**Text section**
An alternative means of treating cancer-related anxiety and depression is urgently needed, says Ross. According to statistics from several sources, close to 40 percent of the global population will be diagnosed with cancer in their lifetime, with a third of those individuals developing anxiety, depression, and other forms of distress as a result. These conditions, experts say, are associated with poorer quality of life, increased rates of suicide, and lowered survival rate. Unfortunately, conventional pharmacologic treatment methods like antidepressants work for less than half of cancer patients and tend to not work any better than placebos. In addition, they have no effect whatsoever on existential distress and death anxiety, which commonly accompany a cancer diagnosis and are linked to a hastened desire for death and increased suicidality, says Ross.

[Stored dataset items]
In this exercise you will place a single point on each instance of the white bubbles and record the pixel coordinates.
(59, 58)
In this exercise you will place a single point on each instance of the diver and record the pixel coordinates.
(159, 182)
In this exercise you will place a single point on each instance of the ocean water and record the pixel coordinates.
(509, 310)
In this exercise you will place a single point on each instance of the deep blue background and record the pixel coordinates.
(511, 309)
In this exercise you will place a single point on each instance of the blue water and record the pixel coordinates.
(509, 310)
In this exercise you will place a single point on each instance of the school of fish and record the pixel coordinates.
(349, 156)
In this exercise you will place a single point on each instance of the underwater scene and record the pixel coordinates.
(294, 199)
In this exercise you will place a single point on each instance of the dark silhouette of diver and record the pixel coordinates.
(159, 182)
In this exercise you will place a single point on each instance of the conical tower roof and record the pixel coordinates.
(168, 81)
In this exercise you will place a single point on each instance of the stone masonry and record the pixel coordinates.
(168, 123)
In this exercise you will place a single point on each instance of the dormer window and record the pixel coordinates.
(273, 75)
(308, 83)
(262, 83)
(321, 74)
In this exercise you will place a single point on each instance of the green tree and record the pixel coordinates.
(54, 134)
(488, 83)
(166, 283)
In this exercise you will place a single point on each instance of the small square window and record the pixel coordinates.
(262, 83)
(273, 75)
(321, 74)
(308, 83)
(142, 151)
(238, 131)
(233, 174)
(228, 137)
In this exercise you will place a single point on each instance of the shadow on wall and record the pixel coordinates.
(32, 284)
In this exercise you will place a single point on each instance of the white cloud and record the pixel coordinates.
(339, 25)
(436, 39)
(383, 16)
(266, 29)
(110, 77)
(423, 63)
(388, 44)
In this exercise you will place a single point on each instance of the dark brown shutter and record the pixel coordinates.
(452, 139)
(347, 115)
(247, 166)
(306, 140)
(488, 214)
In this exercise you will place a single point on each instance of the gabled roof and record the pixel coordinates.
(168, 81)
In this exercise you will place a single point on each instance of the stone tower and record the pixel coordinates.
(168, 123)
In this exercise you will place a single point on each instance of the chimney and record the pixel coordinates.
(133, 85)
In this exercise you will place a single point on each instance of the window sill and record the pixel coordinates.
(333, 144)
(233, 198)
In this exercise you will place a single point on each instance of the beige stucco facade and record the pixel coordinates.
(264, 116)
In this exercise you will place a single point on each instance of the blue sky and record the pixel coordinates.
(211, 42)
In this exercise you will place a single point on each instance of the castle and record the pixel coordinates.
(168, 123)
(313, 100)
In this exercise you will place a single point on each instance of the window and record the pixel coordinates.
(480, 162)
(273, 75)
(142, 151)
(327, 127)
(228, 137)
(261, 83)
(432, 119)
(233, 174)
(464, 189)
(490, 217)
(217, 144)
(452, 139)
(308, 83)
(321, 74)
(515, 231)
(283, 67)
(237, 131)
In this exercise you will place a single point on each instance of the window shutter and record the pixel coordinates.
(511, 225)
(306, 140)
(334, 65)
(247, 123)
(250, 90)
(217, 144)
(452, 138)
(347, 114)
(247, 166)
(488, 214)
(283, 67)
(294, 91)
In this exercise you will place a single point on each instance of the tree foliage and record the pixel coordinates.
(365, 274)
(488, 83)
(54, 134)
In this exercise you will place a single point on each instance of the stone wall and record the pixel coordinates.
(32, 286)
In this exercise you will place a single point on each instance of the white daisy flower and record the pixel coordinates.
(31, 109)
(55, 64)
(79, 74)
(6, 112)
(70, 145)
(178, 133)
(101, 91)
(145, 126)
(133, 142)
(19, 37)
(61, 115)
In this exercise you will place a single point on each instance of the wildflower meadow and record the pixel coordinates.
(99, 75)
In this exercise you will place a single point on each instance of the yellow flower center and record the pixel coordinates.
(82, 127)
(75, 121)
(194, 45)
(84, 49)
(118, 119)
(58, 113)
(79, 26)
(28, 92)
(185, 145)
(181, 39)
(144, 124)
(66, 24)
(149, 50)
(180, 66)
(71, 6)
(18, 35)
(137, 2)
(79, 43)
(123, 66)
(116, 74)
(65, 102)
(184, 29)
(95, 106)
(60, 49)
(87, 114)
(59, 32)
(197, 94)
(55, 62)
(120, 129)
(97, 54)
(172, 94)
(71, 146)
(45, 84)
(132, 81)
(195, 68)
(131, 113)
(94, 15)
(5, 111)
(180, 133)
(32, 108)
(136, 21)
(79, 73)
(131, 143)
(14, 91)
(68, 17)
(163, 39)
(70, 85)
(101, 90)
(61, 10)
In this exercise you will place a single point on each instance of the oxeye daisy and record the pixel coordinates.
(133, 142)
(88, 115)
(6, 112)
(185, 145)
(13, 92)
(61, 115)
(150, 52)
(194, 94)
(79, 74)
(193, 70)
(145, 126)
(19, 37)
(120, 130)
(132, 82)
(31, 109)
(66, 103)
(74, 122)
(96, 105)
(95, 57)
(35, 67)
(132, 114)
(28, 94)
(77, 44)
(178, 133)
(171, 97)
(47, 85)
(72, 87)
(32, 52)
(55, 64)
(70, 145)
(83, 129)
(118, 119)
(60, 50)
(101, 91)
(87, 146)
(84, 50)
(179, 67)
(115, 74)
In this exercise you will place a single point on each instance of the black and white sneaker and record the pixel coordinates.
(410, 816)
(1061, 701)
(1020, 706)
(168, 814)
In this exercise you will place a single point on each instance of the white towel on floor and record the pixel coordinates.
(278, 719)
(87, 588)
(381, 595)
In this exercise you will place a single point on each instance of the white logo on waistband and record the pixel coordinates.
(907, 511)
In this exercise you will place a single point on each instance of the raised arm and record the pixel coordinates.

**Problems to work on**
• 1. According to the passage on cancer-related anxiety and depression, for what share of cancer patients do conventional antidepressants work?
• 2. Resume the passage on cancer-related anxiety and depression, picking up after its final sentence.

**Expected outputs**
• 1. Less than half of cancer patients.

• 2.
The researchers say psilocybin may provide a useful tool for enhancing the effectiveness of psychotherapy and ultimately relieving these symptoms. Although the precise mechanisms are not fully understood, experts believe that the drug can make the brain more flexible and receptive to new ideas and thought patterns. In addition, previous research indicates that the drug targets a network of the brain, the default mode network, which becomes activated when we engage in self-reflection and mind wandering, and which helps to create our sense of self and sense of coherent narrative identity. In patients with anxiety and depression, this network becomes hyperactive and is associated with rumination, worry, and rigid thinking. Psilocybin appears to acutely shift activity in this network and helps people to take a more broadened perspective on their behaviors and lives.
How the original research and follow-up were conducted
For the original study, the NYU Langone team provided 29 cancer patients with nine psychotherapy sessions, as well a single dose of either psilocybin or an active placebo, niacin, which can produce a physical flush sensation that mimics a psychedelic drug experience. After seven weeks, all participants swapped treatments and were monitored with clinical outcome measures for anxiety, depression, and existential distress, among other factors.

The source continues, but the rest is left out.